*Goal*. Copy out every line of the items below, requests included, and shift each answer point by adding 63 to both of its coordinates. Leave the numbers in the requests and their format samples unchanged.

[BEGIN]

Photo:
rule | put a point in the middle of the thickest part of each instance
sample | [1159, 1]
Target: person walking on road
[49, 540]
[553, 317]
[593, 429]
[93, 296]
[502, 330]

[END]

*Solved problem*.
Photo:
rule | put a point in the middle of the thickest part of each instance
sample | [1159, 1]
Target: person walking on road
[112, 603]
[616, 380]
[656, 492]
[156, 359]
[565, 393]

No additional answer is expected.